__Reading passage__:
On June 30, 2020, five-year-old Emery’s adoption was finalized and like all parents do, Julie and Shawn made sure to capture the event with the cutest of photos. The pure delight that shined through in Emery’s sweet smile said it all. She was so happy and not even the 1,566 days it took to get to this day could take that happiness away from her, her parents or, as it turned out, from Cunningham’s staff, Marie and Paige from the Intensive Placement Stabilization (IPS) program.
“We’ve been intimately involved all along so we are just full of joy at the completion of Emery’s adoption,” Marie, IPS Associate Director of Family Services, said. “It’s a unique story in that these foster parents had to hang in there for a really long time but they were committed very, very early on to becoming this child’s parents for the rest of her life and they weathered a lot of storms.”
When Julie and Shawn became foster parents to Emery, their intent was to engage and stay connected with the biological mother. When it became clear that was not going to happen, the goals shifted from fostering to adoption. The case went on for a very long time before parental rights were terminated. Then there was an appeal process, a number of case worker changes and behavioral difficulties they had to address.
“While there were so many ups and downs with the case, Julie and Shawn were the absolute constant in this little girl’s life,” Marie said. “They’ve created stability for Emery and there’s just ease and warmth and total inclusion of her in their family. It has been really impressive to see their perseverance and dedication.”
But there’s so much more to this story and Julie and Shawn’s all-in commitment to their family.
Marie and Paige, IPS Family Support Specialist, first became involved with the family two years ago when they began providing services for Emery’s older sister Renee*, whom Julie and Shawn were also fostering.

__Data excerpt__:
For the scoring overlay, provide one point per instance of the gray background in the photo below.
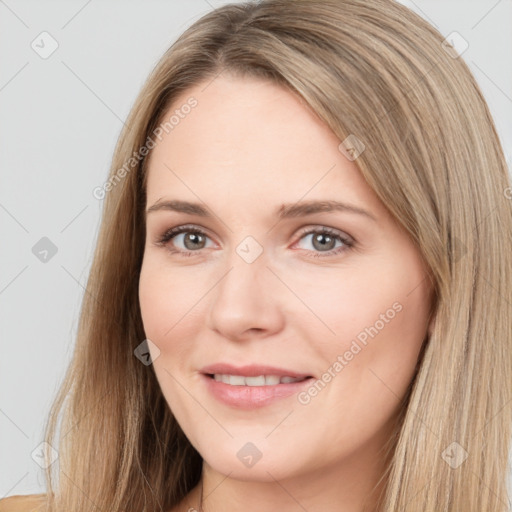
(61, 117)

__What the exercise asks__: Can you reproduce, word for word, the part of the article on Emery's adoption that opens with "When Julie and" and closes with "had to address."?

__Expected answer__:
When Julie and Shawn became foster parents to Emery, their intent was to engage and stay connected with the biological mother. When it became clear that was not going to happen, the goals shifted from fostering to adoption. The case went on for a very long time before parental rights were terminated. Then there was an appeal process, a number of case worker changes and behavioral difficulties they had to address.